Exercise input:
- - - -

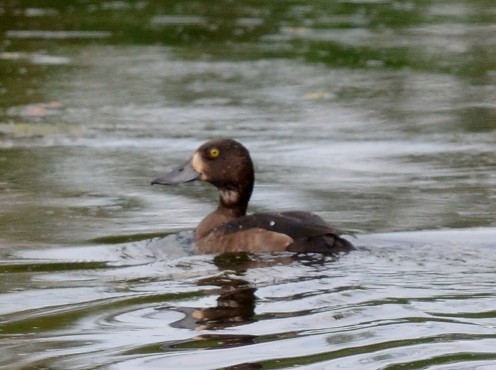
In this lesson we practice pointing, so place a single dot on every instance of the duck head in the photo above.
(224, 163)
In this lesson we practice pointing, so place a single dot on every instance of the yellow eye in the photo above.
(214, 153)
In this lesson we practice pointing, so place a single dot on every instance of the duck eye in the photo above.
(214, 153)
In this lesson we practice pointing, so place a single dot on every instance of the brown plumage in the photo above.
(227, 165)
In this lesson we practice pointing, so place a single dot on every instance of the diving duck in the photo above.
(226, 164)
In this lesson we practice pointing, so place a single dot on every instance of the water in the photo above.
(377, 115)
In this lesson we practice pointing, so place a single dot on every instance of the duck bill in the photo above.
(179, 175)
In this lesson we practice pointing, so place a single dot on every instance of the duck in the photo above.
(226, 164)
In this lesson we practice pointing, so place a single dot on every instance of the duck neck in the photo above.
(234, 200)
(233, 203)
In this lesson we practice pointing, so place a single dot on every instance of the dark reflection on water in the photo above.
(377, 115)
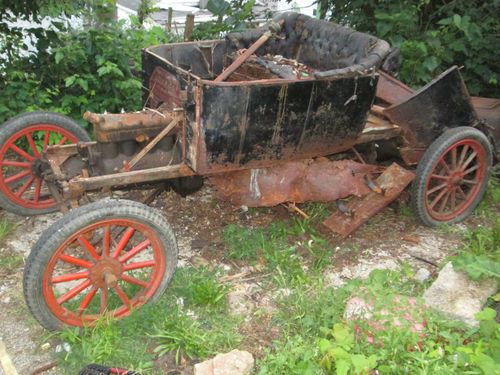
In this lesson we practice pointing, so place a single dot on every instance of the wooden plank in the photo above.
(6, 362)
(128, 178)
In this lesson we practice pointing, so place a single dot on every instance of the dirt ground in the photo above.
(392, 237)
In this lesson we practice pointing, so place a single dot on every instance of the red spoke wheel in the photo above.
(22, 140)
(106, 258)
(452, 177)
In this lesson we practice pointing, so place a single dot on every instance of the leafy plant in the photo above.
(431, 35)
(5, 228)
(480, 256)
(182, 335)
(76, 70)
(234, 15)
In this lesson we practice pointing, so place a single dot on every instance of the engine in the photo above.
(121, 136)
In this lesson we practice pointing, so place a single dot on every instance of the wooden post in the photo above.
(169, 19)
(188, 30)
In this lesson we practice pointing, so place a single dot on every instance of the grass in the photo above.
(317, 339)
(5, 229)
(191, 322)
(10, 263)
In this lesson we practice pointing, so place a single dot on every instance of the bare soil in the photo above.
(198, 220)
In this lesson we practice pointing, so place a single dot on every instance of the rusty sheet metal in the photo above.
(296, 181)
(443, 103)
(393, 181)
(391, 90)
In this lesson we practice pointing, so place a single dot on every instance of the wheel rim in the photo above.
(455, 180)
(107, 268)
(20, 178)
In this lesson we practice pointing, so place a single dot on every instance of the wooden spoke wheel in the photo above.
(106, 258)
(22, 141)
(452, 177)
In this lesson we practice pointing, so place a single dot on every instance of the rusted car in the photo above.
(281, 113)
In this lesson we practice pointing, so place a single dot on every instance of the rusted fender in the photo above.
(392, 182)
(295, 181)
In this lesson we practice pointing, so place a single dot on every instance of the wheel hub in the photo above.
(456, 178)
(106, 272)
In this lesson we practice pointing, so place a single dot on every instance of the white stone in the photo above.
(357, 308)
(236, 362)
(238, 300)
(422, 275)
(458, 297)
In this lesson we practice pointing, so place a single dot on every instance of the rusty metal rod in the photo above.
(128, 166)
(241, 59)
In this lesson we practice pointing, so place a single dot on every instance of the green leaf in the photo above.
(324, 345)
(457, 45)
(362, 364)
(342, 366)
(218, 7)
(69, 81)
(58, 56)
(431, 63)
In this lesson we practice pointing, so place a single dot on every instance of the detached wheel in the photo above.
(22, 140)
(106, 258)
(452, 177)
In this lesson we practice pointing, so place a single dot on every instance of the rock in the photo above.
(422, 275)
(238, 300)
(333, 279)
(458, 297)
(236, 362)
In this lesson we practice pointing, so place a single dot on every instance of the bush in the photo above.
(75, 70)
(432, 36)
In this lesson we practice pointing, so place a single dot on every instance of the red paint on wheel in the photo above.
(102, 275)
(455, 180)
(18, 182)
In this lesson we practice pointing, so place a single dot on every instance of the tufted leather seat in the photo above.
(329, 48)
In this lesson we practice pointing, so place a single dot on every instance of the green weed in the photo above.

- - - -

Task to carry out: Make an exact copy of every record, pictures excluded.

Task output:
In this lesson we practice pointing, so place a single dot on every instance of the duck head in the photo above.
(224, 163)
In this lesson we practice pointing, so place a single dot on every instance of the yellow eye in the photo above.
(214, 153)
In this lesson we practice pointing, so place a single dot on every instance of the duck eye in the photo above.
(214, 153)
In this lesson we practice pointing, so place a single dot on every instance of the brown plumage in the photo above.
(227, 165)
In this lesson we practice pointing, so place a single dot on every instance of the diving duck in the photo above.
(226, 164)
In this lesson we practice pointing, so place a single dot on every instance of the water in the photo above.
(377, 115)
In this lesson we practice pointing, so place a single dot on every instance of the duck bill in the photo above.
(179, 175)
In this lesson we practice pointing, so place a single dot on every instance of the duck in the photo above.
(226, 164)
In this lesson we practice pointing, so place a single dot on every instance of the duck neck in the photo above.
(234, 200)
(233, 203)
In this lesson we practice pointing, so place a single dot on every instance of the dark reflection on water in the photo above.
(377, 115)
In this lesson we practice pointing, so place a single dot on every instance of the wooden plank in the photo above.
(6, 362)
(128, 178)
In this lesson we practice pointing, so place a single dot on every instance of the dirt ground in the photo above.
(392, 237)
In this lesson we practice pointing, so place a single dot on every instance of the red spoke wheel in the photo above.
(22, 140)
(106, 258)
(452, 177)
In this lesson we practice pointing, so place a single dot on every instance of the leafy plant in the photo above.
(431, 35)
(5, 228)
(480, 256)
(182, 335)
(76, 70)
(234, 15)
In this lesson we practice pointing, so place a single dot on every instance of the engine in the photo above.
(121, 136)
In this lesson we practice pointing, so place a single dot on every instance of the wooden post in the photo above.
(169, 19)
(188, 30)
In this lesson we practice pointing, so place a single dot on every instance of the grass in the photo above.
(317, 339)
(5, 229)
(191, 322)
(10, 263)
In this lesson we practice pointing, so place a single dot on every instance of the bare soil in the photo above.
(198, 220)
In this lesson we practice pointing, so place a single dot on every instance of the rusty sheet metal in the photo above.
(296, 181)
(443, 103)
(393, 181)
(391, 90)
In this lesson we practice pointing, so place a single dot on every instance of the wheel rim in the photo above.
(455, 180)
(107, 268)
(20, 178)
In this lesson we practice pointing, so place a single dot on every instance of the wooden spoke wheel in the photo above.
(106, 258)
(22, 141)
(452, 177)
In this lesson we practice pointing, so place a single dot on every instance of the rusted car in the photo above.
(281, 113)
In this lesson we practice pointing, so place a single dot on every instance of the rusted fender in the photo above.
(392, 182)
(295, 181)
In this lesson we practice pointing, so place a single dot on every instance of the wheel hub in the photo above.
(456, 178)
(106, 272)
In this lesson we practice pointing, so place a single dot on every instance of the white stone in the photo above.
(357, 308)
(236, 362)
(238, 300)
(422, 275)
(458, 297)
In this lesson we practice pointing, so place a single dot on every instance of the rusty metal rod in the photo above.
(128, 166)
(241, 59)
In this lesson we practice pointing, so place a single dot on every instance of the green leaf in the photo above.
(324, 345)
(457, 45)
(362, 364)
(342, 366)
(218, 7)
(69, 81)
(58, 56)
(431, 63)
In this lesson we practice pointing, so place a single dot on every instance of the detached wheel in the photo above.
(22, 140)
(106, 258)
(452, 177)
In this lesson we practice pointing, so place a single dot on every instance of the rock in the photo above.
(422, 275)
(238, 300)
(333, 279)
(458, 297)
(236, 362)
In this lesson we practice pointing, so place a single dot on every instance of the bush in the photo above.
(75, 70)
(432, 36)
In this lesson we practice pointing, so place a single dot on every instance of the red paint on wheel in the photo above.
(102, 275)
(455, 180)
(18, 182)
In this lesson we practice pointing, so place a single dot on every instance of the tufted leather seat in the photo above.
(329, 48)
In this lesson we practice pointing, so place a single dot on every instance of the green weed in the photo above.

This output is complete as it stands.